> [Texte à lire]:
LE MONDE

La construction du Tarot par ternaires et septenaires donne au nombre 21 une valeur de synthèse suprême; il correspond à l'ensemble de ce qui est manifesté, donc au Monde, résultat de l'action créatrice permanente. La Réalité que crée cette action ne se borne pas à ce qui tombe sous nos sens, instruments adaptés, non au vrai Monde réel, mais uniquement à la fictive matérialité du pauvre monde sublunaire dans la pénombre hallucinante duquel nous nous débattons. De ce qui existe, nous ne percevons que la face mourante, composée de scories en voie de se figer et de s'immobiliser relativement dans une apparente et illusoire matérialisation. Nous ignorons l'essence vivante des choses et nos conceptions en souffrent.

Mieux instruits, nous envisagerions le Réel moins grossièrement. Le Monde est un tourbillonnement, une danse perpétuelle où rien ne s'arrête; tout y tourne sans discontinuer, car le mouvement est le générateur des choses. Ce concept, que ne renie pas la science la plus moderne, remonte aux âges préhistoriques, autant que permet d'en juger la vénération qui s'est attachée au Svastika. Ainsi se nomme la croix gammée, aux branches pliées en équerre ou courbées en crochet..

Cet emblème, accaparé de nos jours par les pangermanistes, se rencontre partout sur des monuments et des objets d'une prestigieuse antiquité. Il se rapporte au mouvement de la voûte céleste, mouvement qui, aux yeux de nos lointains ancêtres, se communiquait aux êtres et aux choses, animant les uns et mouvant les autres. De ce mouvement découlait la vie, qui primitivement était considérée comme divine.

> [Consigne 1]: Recopiez tel quel, dans les entrées, le passage qui va de la ligne contenant « Target: beaded necklace » jusqu'à la fin des entrées, ces deux bornes comprises.

> [Entrées fournies]:

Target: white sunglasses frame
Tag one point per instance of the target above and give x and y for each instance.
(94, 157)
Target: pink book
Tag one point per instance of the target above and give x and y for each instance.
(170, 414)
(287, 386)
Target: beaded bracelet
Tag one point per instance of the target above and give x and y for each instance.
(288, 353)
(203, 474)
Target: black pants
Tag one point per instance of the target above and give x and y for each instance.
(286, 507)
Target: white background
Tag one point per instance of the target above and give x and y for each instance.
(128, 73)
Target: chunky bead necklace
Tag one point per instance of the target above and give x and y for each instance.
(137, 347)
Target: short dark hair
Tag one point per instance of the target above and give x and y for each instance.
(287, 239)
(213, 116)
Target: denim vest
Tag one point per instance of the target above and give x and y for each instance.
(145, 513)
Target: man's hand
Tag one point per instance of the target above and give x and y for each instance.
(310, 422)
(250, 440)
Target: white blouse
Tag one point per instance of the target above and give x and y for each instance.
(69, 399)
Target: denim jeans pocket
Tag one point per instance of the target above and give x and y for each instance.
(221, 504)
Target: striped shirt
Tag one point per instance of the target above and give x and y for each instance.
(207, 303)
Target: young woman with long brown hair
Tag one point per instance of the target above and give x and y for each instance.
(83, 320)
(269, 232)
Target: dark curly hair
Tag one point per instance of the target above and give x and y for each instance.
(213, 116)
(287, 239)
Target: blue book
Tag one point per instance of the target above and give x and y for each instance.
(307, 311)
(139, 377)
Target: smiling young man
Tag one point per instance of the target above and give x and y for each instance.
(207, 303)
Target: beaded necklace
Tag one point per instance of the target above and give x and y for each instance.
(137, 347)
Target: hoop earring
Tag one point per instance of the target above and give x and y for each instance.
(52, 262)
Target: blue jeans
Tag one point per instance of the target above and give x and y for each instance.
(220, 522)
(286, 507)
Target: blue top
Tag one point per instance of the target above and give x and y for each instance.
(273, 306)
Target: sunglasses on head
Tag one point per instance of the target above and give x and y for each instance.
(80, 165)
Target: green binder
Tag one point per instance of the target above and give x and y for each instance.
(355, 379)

> [Consigne 2]:
Les affirmations suivantes s'accordent-elles avec le texte sur l'arcane du Monde ? Répondez par oui ou par non et citez à l'identique les mots du texte qui tranchent.
(a) Le nombre 21 correspond au Monde.
(b) Le Svastika se rapporte au mouvement de la mer.
(c) Nous connaissons l'essence vivante des choses.

> [Réponse 1]:
Target: beaded necklace
Tag one point per instance of the target above and give x and y for each instance.
(137, 347)
Target: hoop earring
Tag one point per instance of the target above and give x and y for each instance.
(52, 262)
Target: blue jeans
Tag one point per instance of the target above and give x and y for each instance.
(220, 522)
(286, 507)
Target: blue top
Tag one point per instance of the target above and give x and y for each instance.
(273, 306)
Target: sunglasses on head
Tag one point per instance of the target above and give x and y for each instance.
(80, 165)
Target: green binder
Tag one point per instance of the target above and give x and y for each instance.
(355, 379)

> [Réponse 2]:
(a) Oui : « il correspond à l'ensemble de ce qui est manifesté, donc au Monde ».
(b) Non : « Il se rapporte au mouvement de la voûte céleste ».
(c) Non : « Nous ignorons l'essence vivante des choses ».